TASK BRIEF:
Copy all of the records below word for word, leaving out the pictures.

DATA LINES:
— begin —
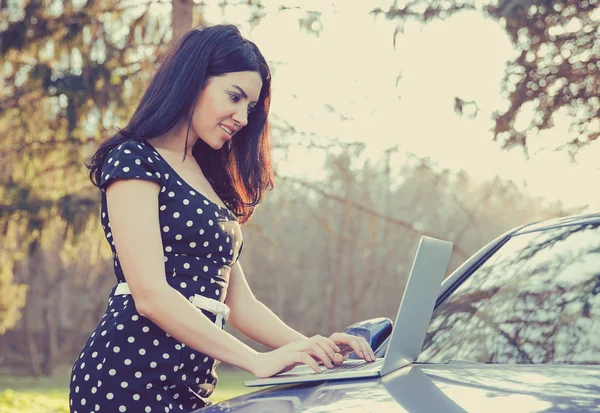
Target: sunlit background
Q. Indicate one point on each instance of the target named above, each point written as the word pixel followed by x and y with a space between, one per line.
pixel 383 130
pixel 351 83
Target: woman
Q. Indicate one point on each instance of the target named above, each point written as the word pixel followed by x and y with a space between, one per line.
pixel 173 223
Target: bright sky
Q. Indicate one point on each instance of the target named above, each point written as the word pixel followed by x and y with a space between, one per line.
pixel 352 66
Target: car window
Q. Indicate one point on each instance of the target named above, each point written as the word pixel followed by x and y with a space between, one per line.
pixel 535 300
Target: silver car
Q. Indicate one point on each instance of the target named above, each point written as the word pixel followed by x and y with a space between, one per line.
pixel 516 328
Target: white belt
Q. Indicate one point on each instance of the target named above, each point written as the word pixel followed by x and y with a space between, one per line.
pixel 204 303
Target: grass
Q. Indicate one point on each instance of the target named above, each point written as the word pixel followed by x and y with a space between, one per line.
pixel 23 394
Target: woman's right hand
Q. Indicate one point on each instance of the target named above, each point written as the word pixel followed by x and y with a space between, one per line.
pixel 306 351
— end —
RESULT OF THIS EXERCISE:
Target: sunlit background
Q. Indicate one point on each instance of the target named above, each point written as the word pixel followed by x and y with a space between, one per line.
pixel 383 130
pixel 351 83
Target: woman
Q. Indicate one point on each instance of the target named above, each point written as the word pixel followed by x and y with a space between, one per line.
pixel 173 223
Target: bright sky
Q. Indicate one point on each instance of the target named above, each point written as the word pixel followed by x and y with a space between, one per line.
pixel 352 66
Target: car window
Q. Indicate one point on each instance of the target named above, each point written as the word pixel followed by x and y with a space between, one per line.
pixel 535 300
Target: silver car
Q. Indicate one point on each instance of the target named above, each point written as the word pixel followed by x and y with a space between, one per line.
pixel 516 328
Target: white belt
Q. Indicate one point on each instance of the target named above, each point written as the word pixel followed by x and y with a space between, one per line.
pixel 204 303
Target: grass
Q. Indicate one point on each instance of the target named above, each point written as the word pixel followed by x and y with a space between, one per line.
pixel 23 394
Target: woman's right hand
Q. Indicate one point on each instance of the target named above, each point written as the word pixel followed by x and y with a space between, one per line.
pixel 306 351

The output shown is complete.